• Extracted records:
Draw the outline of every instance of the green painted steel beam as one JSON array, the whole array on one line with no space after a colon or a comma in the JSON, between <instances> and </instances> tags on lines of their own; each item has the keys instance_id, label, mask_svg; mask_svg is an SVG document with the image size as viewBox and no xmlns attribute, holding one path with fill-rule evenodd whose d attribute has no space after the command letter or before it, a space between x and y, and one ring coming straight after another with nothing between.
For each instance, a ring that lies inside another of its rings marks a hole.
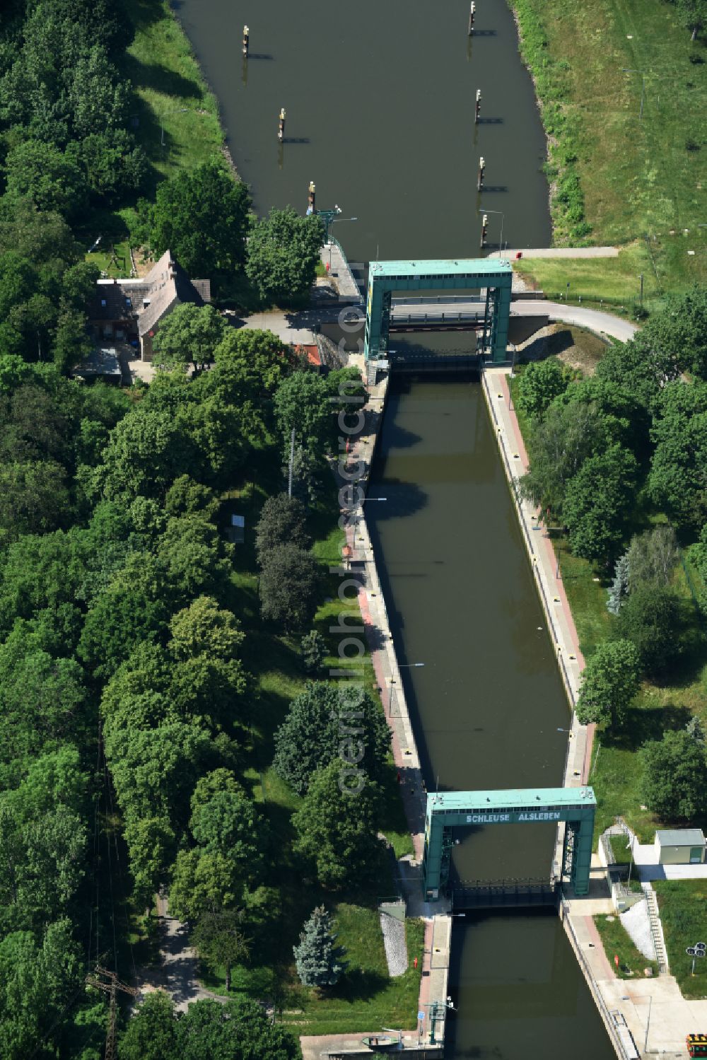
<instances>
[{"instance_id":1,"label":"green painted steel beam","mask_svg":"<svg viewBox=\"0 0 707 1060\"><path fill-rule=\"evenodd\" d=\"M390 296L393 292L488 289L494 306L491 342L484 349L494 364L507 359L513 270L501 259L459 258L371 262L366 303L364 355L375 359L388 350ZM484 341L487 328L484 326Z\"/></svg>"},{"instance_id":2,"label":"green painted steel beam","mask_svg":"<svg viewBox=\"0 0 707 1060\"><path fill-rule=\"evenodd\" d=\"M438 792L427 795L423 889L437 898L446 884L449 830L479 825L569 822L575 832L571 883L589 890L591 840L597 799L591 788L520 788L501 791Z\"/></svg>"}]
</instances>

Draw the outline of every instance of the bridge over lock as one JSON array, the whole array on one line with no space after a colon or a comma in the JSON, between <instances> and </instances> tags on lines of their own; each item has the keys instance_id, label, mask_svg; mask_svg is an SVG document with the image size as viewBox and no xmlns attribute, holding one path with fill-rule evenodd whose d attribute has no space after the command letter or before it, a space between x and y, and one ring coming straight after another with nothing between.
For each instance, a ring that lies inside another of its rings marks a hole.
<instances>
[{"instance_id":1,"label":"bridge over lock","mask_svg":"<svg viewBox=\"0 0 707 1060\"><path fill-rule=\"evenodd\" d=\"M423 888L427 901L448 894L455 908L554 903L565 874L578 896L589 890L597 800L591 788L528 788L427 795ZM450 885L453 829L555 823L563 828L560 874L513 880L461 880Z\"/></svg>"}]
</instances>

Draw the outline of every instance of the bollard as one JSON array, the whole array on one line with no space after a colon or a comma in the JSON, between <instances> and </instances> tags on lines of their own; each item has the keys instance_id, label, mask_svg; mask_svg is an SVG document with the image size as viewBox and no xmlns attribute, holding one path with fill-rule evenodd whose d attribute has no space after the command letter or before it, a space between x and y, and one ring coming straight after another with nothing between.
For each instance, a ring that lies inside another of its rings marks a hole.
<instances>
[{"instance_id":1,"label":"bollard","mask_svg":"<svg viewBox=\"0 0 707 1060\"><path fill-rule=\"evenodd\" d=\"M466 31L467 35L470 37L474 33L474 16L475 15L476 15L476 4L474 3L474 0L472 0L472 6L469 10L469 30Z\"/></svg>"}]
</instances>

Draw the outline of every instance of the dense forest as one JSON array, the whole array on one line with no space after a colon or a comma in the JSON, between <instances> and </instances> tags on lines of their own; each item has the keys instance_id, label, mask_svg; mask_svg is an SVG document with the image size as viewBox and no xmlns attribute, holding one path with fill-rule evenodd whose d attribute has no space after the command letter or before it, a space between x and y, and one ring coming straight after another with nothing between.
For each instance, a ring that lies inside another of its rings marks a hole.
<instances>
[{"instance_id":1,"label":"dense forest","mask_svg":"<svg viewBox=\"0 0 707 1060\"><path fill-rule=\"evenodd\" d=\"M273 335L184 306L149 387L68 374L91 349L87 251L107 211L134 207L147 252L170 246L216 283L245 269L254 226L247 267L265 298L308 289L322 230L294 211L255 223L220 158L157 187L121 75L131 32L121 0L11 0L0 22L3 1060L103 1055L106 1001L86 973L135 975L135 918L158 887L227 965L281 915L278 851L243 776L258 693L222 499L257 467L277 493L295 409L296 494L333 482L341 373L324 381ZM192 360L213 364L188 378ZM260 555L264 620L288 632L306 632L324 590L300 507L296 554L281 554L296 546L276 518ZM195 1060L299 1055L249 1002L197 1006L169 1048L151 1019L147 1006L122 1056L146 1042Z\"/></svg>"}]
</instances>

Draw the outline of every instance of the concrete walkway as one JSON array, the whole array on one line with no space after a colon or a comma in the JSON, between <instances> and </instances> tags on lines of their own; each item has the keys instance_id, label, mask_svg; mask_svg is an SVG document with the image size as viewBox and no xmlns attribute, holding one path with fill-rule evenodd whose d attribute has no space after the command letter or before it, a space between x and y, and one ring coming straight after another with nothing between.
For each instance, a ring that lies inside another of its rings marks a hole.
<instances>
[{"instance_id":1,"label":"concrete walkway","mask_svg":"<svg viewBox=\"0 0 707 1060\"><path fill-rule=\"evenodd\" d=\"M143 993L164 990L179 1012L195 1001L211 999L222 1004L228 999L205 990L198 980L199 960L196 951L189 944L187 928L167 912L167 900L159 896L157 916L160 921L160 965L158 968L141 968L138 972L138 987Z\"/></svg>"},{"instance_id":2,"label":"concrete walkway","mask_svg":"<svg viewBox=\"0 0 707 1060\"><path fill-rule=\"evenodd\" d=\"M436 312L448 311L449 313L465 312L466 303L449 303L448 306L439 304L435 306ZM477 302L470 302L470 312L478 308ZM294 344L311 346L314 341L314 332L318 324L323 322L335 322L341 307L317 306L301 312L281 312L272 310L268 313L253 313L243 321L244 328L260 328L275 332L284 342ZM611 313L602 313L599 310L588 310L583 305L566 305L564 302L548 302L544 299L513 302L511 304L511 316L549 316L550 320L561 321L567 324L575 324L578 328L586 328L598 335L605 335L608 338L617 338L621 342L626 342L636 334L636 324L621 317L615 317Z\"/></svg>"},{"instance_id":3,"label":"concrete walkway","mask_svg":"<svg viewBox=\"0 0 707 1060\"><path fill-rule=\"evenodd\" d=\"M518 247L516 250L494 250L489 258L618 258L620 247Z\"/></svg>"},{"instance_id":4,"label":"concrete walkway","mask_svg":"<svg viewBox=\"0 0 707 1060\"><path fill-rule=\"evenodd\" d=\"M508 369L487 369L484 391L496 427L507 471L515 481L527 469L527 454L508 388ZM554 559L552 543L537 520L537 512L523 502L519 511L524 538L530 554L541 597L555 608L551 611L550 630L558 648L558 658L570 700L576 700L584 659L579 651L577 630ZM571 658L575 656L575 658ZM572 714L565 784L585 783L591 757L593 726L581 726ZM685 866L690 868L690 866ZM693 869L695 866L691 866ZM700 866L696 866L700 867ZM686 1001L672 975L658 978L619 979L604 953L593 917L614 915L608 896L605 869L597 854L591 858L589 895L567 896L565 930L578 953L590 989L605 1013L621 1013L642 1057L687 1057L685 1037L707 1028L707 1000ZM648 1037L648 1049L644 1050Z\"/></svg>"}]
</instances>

• Request: Every entry must be written out exactly, with all pictures left out.

• Task result:
Draw the outline of every instance of the green painted steel beam as one JSON array, the whole array on one line with no space after a colon or a comma in the JSON, between <instances> and </instances> tags on lines of their own; each item has the keys instance_id, label, mask_svg; mask_svg is an SVG document with the image size as viewBox and no xmlns attribute, holding one path with fill-rule evenodd whose d attribute has no space after the command letter or before it, a space between x and y, and one ring coming straight after another with nothing between.
For each instance, a ring that lies inside another of its rings marks a hole.
<instances>
[{"instance_id":1,"label":"green painted steel beam","mask_svg":"<svg viewBox=\"0 0 707 1060\"><path fill-rule=\"evenodd\" d=\"M390 296L393 292L488 289L494 306L491 342L484 349L494 364L507 359L513 270L501 259L459 258L371 262L366 303L364 355L375 359L388 350ZM484 341L487 328L484 326Z\"/></svg>"},{"instance_id":2,"label":"green painted steel beam","mask_svg":"<svg viewBox=\"0 0 707 1060\"><path fill-rule=\"evenodd\" d=\"M438 792L427 795L423 889L437 898L446 884L449 830L479 825L569 822L575 832L571 883L589 890L591 840L597 799L591 788L520 788L501 791Z\"/></svg>"}]
</instances>

Draw the outline of every instance of the bridge over lock as one JSON array, the whole array on one line with no space after a colon or a comma in the JSON, between <instances> and </instances> tags on lines of their own; each item has the keys instance_id, label, mask_svg; mask_svg is an SVG document with the image size as viewBox and no xmlns attribute, holding one path with fill-rule evenodd whose d attribute has no space after the command letter or before it, a space between x and y, and one ring coming straight after another with nothing between.
For each instance, a ring that lies inside another of its rings marks a hole.
<instances>
[{"instance_id":1,"label":"bridge over lock","mask_svg":"<svg viewBox=\"0 0 707 1060\"><path fill-rule=\"evenodd\" d=\"M423 888L427 901L448 894L455 908L554 903L565 874L578 896L589 890L597 800L591 788L528 788L427 795ZM450 885L453 829L555 823L563 828L560 874L513 880L461 880Z\"/></svg>"}]
</instances>

Draw the outline of every instance of the bollard as one JSON array, the whole array on one line with no space after a colon or a comma in the JSON, between <instances> and </instances> tags on lines of their own; each item has the keys instance_id, label, mask_svg; mask_svg is an SVG document with the image size as viewBox and no xmlns attribute, holding one path with fill-rule evenodd whose d attribute has no space after the command letter or before it, a space between x and y, and one ring coming straight after another with nothing between.
For each instance, a ring that lies inside another of its rings marks a hole.
<instances>
[{"instance_id":1,"label":"bollard","mask_svg":"<svg viewBox=\"0 0 707 1060\"><path fill-rule=\"evenodd\" d=\"M466 31L467 35L470 37L474 33L474 16L475 15L476 15L476 4L474 3L474 0L472 0L472 6L469 10L469 30Z\"/></svg>"}]
</instances>

Draw the outline of every instance of the dense forest as one JSON array, the whole array on one line with no space after a colon or a comma in the JSON, between <instances> and </instances> tags on lines of their own; each item has the keys instance_id, label, mask_svg; mask_svg is an SVG document with the image size as viewBox and no xmlns attribute, holding one path with fill-rule evenodd whose d attribute has no space after the command letter or before it, a space between x and y, and one ring coming straight after another with nothing between.
For each instance, a ring that lies inside another of its rings marks a hole.
<instances>
[{"instance_id":1,"label":"dense forest","mask_svg":"<svg viewBox=\"0 0 707 1060\"><path fill-rule=\"evenodd\" d=\"M273 335L184 306L149 387L68 374L91 349L87 251L107 211L134 207L147 252L170 246L216 283L245 269L254 226L247 267L265 298L308 289L322 230L294 211L255 223L220 158L157 187L121 75L131 32L121 0L11 0L0 22L3 1060L103 1055L106 1001L86 973L135 975L135 918L158 887L227 965L281 915L278 851L243 776L258 693L222 499L257 467L277 493L295 409L296 494L333 482L341 373L324 381ZM192 360L213 364L188 378ZM260 555L264 620L288 632L306 632L324 590L300 507L296 554L281 554L296 546L276 518ZM195 1060L299 1055L249 1002L197 1006L169 1048L151 1019L147 1006L122 1056L146 1042Z\"/></svg>"}]
</instances>

Draw the outline of every instance of the concrete walkway as one JSON array, the whole array on one line with no space after a colon or a comma in the JSON, between <instances> and </instances> tags on lines of their own; each item has the keys instance_id, label, mask_svg; mask_svg is an SVG document with the image size as viewBox and no xmlns attribute, holding one path with fill-rule evenodd whose d attribute has no space after the command letter or before it, a space between x and y, and one ring coming straight after another with nothing between.
For each instance, a ring that lies inside another of its rings marks a hole.
<instances>
[{"instance_id":1,"label":"concrete walkway","mask_svg":"<svg viewBox=\"0 0 707 1060\"><path fill-rule=\"evenodd\" d=\"M143 993L164 990L179 1012L195 1001L211 999L222 1004L228 999L205 990L198 980L199 960L196 951L189 944L187 928L167 912L167 900L159 896L157 916L160 921L160 965L158 968L141 968L138 972L138 987Z\"/></svg>"},{"instance_id":2,"label":"concrete walkway","mask_svg":"<svg viewBox=\"0 0 707 1060\"><path fill-rule=\"evenodd\" d=\"M436 312L448 311L449 313L465 312L466 303L449 303L448 306L439 304L435 306ZM477 302L470 302L470 312L478 308ZM294 344L311 346L314 341L314 332L318 324L323 322L335 322L341 307L317 306L301 312L281 312L272 310L268 313L253 313L243 321L244 328L260 328L275 332L284 342ZM611 313L602 313L599 310L588 310L583 305L566 305L564 302L548 302L544 299L513 302L511 304L511 316L549 316L550 320L561 321L567 324L575 324L578 328L586 328L598 335L605 335L608 338L617 338L621 342L626 342L636 334L636 324L621 317L615 317Z\"/></svg>"},{"instance_id":3,"label":"concrete walkway","mask_svg":"<svg viewBox=\"0 0 707 1060\"><path fill-rule=\"evenodd\" d=\"M518 247L516 250L494 250L489 258L618 258L620 247Z\"/></svg>"},{"instance_id":4,"label":"concrete walkway","mask_svg":"<svg viewBox=\"0 0 707 1060\"><path fill-rule=\"evenodd\" d=\"M508 369L487 369L484 391L496 427L507 471L515 481L527 469L527 454L508 388ZM554 559L552 543L537 520L537 512L523 502L519 511L524 538L530 554L541 597L555 608L551 611L550 630L558 648L558 658L570 700L576 700L584 659L579 651L577 630ZM571 658L575 656L575 658ZM572 714L565 784L585 783L591 757L593 726L581 726ZM685 866L690 868L690 866ZM693 869L695 866L691 866ZM700 866L696 866L700 867ZM686 1001L672 975L658 978L619 979L604 953L593 917L614 915L608 896L605 869L597 854L591 858L589 895L567 896L565 930L578 953L590 989L605 1013L621 1013L642 1057L687 1057L685 1037L707 1028L707 1000ZM648 1037L648 1049L644 1050Z\"/></svg>"}]
</instances>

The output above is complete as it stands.